--- Task brief ---
Please copy the items below again, starting at the line that has "Check that each instance of the batter's gray" and stopping after the line that has "<point>69,76</point>", with the requests included and only those lines given. Scale each point coordinate in the answers by 1.25 and round to a whole number, with halves going up.

--- Input material ---
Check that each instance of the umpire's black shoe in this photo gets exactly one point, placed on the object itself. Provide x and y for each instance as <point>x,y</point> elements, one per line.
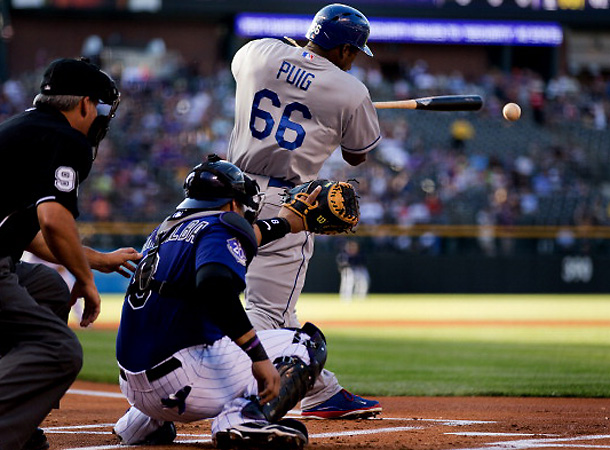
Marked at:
<point>38,441</point>
<point>287,434</point>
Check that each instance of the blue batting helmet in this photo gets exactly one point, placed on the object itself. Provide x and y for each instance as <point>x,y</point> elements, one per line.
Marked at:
<point>339,24</point>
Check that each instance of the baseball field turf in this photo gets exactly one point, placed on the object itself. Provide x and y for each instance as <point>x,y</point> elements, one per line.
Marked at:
<point>516,345</point>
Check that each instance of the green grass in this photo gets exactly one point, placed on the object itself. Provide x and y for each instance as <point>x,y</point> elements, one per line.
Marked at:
<point>435,356</point>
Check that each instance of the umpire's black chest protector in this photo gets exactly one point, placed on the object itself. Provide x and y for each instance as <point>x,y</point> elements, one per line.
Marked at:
<point>42,158</point>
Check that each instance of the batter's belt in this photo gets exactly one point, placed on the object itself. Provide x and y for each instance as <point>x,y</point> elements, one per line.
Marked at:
<point>159,370</point>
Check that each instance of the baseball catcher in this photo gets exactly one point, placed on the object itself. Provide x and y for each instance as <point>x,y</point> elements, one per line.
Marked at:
<point>334,211</point>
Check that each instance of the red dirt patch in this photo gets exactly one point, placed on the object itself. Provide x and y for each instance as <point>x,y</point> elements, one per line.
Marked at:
<point>417,423</point>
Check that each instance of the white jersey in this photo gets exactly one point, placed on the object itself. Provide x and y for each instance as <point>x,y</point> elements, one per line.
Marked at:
<point>293,109</point>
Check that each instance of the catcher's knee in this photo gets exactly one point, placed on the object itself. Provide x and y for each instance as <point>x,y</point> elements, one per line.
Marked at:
<point>316,347</point>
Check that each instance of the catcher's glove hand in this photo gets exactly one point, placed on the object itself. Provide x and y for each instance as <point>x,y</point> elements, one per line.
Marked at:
<point>335,209</point>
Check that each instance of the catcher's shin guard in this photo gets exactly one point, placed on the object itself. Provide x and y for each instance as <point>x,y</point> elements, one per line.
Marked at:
<point>296,377</point>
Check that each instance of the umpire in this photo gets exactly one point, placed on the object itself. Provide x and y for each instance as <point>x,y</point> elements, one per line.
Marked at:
<point>45,153</point>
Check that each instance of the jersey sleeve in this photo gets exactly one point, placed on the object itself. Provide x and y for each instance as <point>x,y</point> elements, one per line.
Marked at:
<point>362,133</point>
<point>67,166</point>
<point>240,57</point>
<point>218,245</point>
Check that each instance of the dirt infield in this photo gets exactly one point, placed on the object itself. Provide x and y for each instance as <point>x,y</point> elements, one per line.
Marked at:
<point>88,411</point>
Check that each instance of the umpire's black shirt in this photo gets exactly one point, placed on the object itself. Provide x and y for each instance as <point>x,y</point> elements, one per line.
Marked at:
<point>42,158</point>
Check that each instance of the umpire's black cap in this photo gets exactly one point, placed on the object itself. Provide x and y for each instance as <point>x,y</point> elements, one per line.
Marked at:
<point>68,76</point>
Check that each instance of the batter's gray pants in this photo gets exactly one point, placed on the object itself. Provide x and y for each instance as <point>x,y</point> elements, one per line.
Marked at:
<point>41,356</point>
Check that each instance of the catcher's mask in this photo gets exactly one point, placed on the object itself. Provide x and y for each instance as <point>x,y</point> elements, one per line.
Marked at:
<point>215,183</point>
<point>69,76</point>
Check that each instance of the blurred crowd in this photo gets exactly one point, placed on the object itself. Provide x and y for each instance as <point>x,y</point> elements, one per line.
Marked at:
<point>440,168</point>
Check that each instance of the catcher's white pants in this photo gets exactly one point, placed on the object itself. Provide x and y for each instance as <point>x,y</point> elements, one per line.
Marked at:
<point>220,377</point>
<point>274,282</point>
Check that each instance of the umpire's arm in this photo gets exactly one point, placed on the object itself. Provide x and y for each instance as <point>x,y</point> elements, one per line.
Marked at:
<point>59,230</point>
<point>121,260</point>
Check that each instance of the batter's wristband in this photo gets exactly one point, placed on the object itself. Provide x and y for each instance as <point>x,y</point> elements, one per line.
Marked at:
<point>255,350</point>
<point>272,229</point>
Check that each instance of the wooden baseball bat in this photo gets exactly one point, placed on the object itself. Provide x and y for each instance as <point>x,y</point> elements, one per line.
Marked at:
<point>438,103</point>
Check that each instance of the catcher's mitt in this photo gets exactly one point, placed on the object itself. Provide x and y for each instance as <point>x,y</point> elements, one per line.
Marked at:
<point>335,210</point>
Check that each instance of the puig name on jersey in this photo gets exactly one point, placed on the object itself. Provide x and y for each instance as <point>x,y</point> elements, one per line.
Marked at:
<point>295,75</point>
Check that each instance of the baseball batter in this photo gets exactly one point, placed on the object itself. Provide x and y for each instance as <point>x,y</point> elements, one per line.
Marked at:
<point>294,107</point>
<point>186,348</point>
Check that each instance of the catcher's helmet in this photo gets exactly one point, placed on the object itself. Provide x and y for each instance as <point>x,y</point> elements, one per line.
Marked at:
<point>339,24</point>
<point>215,183</point>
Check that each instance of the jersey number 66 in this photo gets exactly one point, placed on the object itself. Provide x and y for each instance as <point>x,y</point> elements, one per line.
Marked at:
<point>285,122</point>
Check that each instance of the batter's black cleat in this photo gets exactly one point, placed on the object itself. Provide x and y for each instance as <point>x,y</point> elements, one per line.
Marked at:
<point>343,405</point>
<point>38,441</point>
<point>287,434</point>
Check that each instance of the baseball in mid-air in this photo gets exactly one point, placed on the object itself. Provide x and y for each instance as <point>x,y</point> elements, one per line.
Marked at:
<point>511,112</point>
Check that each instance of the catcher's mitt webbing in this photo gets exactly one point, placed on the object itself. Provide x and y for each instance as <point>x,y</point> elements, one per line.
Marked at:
<point>335,209</point>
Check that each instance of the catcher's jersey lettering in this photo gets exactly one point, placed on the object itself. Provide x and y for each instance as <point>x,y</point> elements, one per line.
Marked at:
<point>188,233</point>
<point>295,75</point>
<point>289,134</point>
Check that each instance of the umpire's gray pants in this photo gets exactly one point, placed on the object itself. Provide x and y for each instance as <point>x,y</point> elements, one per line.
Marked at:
<point>41,356</point>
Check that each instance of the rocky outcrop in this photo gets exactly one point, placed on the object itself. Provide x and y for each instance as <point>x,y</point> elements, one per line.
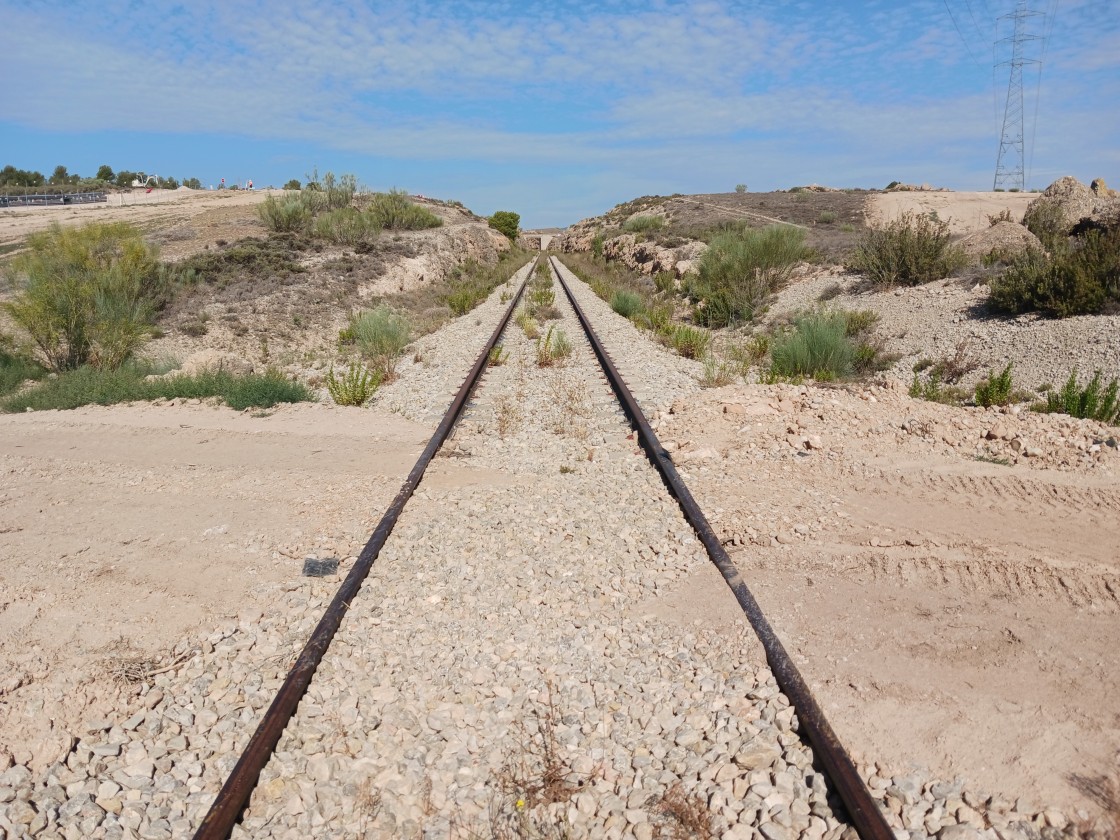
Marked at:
<point>649,258</point>
<point>1066,198</point>
<point>1002,239</point>
<point>1101,189</point>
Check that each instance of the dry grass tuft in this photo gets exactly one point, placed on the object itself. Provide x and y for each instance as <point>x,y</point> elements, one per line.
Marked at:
<point>683,817</point>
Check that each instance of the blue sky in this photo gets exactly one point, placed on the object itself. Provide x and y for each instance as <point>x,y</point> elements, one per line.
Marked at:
<point>554,110</point>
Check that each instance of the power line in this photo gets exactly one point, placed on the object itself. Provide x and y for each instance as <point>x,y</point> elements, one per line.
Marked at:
<point>1038,84</point>
<point>960,35</point>
<point>1010,160</point>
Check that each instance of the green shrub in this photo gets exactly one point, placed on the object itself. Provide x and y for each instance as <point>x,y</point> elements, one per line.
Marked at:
<point>819,346</point>
<point>690,342</point>
<point>717,372</point>
<point>655,317</point>
<point>289,214</point>
<point>996,390</point>
<point>644,224</point>
<point>127,383</point>
<point>1082,278</point>
<point>859,320</point>
<point>381,335</point>
<point>346,226</point>
<point>933,390</point>
<point>551,347</point>
<point>1088,402</point>
<point>16,370</point>
<point>665,282</point>
<point>355,386</point>
<point>496,356</point>
<point>627,304</point>
<point>529,325</point>
<point>1047,222</point>
<point>739,271</point>
<point>506,223</point>
<point>392,211</point>
<point>86,295</point>
<point>750,352</point>
<point>914,249</point>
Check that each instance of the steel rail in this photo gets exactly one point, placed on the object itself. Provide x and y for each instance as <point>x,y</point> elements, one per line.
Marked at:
<point>232,799</point>
<point>865,814</point>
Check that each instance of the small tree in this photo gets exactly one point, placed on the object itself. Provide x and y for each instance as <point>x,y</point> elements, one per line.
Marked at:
<point>87,294</point>
<point>506,223</point>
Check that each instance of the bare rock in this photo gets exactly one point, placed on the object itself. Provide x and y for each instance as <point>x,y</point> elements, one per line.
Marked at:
<point>1072,199</point>
<point>1002,239</point>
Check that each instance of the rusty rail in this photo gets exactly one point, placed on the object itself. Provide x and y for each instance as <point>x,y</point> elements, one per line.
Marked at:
<point>865,814</point>
<point>234,795</point>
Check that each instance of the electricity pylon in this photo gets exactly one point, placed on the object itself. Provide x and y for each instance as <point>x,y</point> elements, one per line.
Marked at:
<point>1010,161</point>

--- Full solution ---
Check that each instance of the batter's gray pants in this photo gets exactly one point, placed on the object itself. Provide x and y for each instance as <point>x,y</point> elements, one per line.
Marked at:
<point>51,445</point>
Check that each instance of the catcher's mask in this photo gets exactly one point, placed on the object itself. Provide x and y for each instance as <point>x,y</point> elements, one per line.
Marked at:
<point>269,229</point>
<point>86,95</point>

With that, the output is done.